- Requirement:
Copy out the data below verbatim.
[Opening Data extract section]
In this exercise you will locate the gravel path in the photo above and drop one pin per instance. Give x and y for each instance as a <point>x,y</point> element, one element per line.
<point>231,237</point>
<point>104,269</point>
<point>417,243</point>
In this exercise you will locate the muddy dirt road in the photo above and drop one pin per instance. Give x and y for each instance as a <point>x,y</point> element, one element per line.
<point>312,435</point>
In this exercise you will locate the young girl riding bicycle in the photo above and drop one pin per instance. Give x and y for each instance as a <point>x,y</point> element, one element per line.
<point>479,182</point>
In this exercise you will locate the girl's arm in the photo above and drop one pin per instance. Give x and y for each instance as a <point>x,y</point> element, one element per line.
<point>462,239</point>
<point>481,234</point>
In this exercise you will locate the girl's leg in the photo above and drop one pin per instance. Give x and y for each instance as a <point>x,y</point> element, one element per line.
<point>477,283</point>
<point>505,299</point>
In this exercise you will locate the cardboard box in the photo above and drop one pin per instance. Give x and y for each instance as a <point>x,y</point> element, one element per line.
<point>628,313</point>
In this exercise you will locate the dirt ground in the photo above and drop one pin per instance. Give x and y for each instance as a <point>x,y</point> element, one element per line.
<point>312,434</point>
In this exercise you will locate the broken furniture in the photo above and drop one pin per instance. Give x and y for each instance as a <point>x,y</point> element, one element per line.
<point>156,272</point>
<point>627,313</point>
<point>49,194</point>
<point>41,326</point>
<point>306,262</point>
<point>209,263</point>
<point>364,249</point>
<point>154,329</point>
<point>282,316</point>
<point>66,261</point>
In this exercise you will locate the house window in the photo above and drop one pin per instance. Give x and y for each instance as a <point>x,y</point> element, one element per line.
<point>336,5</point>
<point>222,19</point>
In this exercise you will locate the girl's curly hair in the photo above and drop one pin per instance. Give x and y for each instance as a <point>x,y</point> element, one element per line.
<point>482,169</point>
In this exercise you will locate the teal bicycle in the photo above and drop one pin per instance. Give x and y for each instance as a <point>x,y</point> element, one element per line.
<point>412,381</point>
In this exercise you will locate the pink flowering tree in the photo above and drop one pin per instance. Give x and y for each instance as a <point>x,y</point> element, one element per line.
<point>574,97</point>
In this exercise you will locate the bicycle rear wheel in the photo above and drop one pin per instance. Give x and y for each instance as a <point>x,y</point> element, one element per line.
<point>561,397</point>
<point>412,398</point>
[Closing Data extract section]
- Solution to this task:
In this exercise you will locate the gravel path in the photo above and drop one pin per instance. Give x and y for each instance as a <point>x,y</point> element, one element per line.
<point>231,237</point>
<point>104,269</point>
<point>417,243</point>
In this exercise you will locate the muddy dirt road in the photo above and drop one pin per instance. Give x and y for each instance as a <point>x,y</point> element, one element per line.
<point>312,435</point>
In this exercise you will locate the young girl riding bicycle in the photo above and drop one pin per instance. Give x and y for each instance as a <point>x,y</point> element, one element per line.
<point>479,182</point>
In this exercise you will locate the girl's arm in the photo above and drop one pin per instance. Give x and y for each instance as a <point>x,y</point> element, one element per line.
<point>462,239</point>
<point>481,234</point>
In this exercise you will locate the girl's leg in the photo above and drop one pin per instance. Give x and y for each instance as a <point>x,y</point> element, one element per line.
<point>477,283</point>
<point>505,299</point>
In this exercise you will locate the cardboard box in the photo above and drop one pin per instance. Give x and y for each instance as a <point>x,y</point> element, one element per line.
<point>628,313</point>
In this exercise you will locate the dirt ground in the photo above and drop one pin per instance. Give x and y for each instance as a <point>x,y</point> element, one element per line.
<point>312,434</point>
In this exercise you will locate the broken furniture in the photo above and drop one pin per instance. Give x and y for each instance as a <point>x,y</point> element, one element per line.
<point>156,272</point>
<point>627,313</point>
<point>49,194</point>
<point>41,326</point>
<point>306,262</point>
<point>209,263</point>
<point>364,249</point>
<point>154,329</point>
<point>282,316</point>
<point>66,261</point>
In this exercise you will locate the house window in the photo above and drop one pin per instance. Give x and y for each instance as a <point>x,y</point> element, one element per line.
<point>336,5</point>
<point>222,19</point>
In this exercise you will locate the girl's curly hair in the photo above and drop one pin per instance. Give x and y for each instance as a <point>x,y</point> element, one element per line.
<point>482,169</point>
In this exercise you will locate the teal bicycle in the photo above and drop one pin per instance. Give x and y for each instance as a <point>x,y</point> element, one element per line.
<point>412,381</point>
In this exercise you will locate the pink flowering tree in the photo above and drop one pin per instance. Give x and y for each instance as a <point>x,y</point> element, one element per line.
<point>574,97</point>
In this exercise you will locate the bicycle rear wheel in the photo above and drop one pin per instance. Give x and y for each instance as a <point>x,y</point> element, one element per line.
<point>561,397</point>
<point>412,398</point>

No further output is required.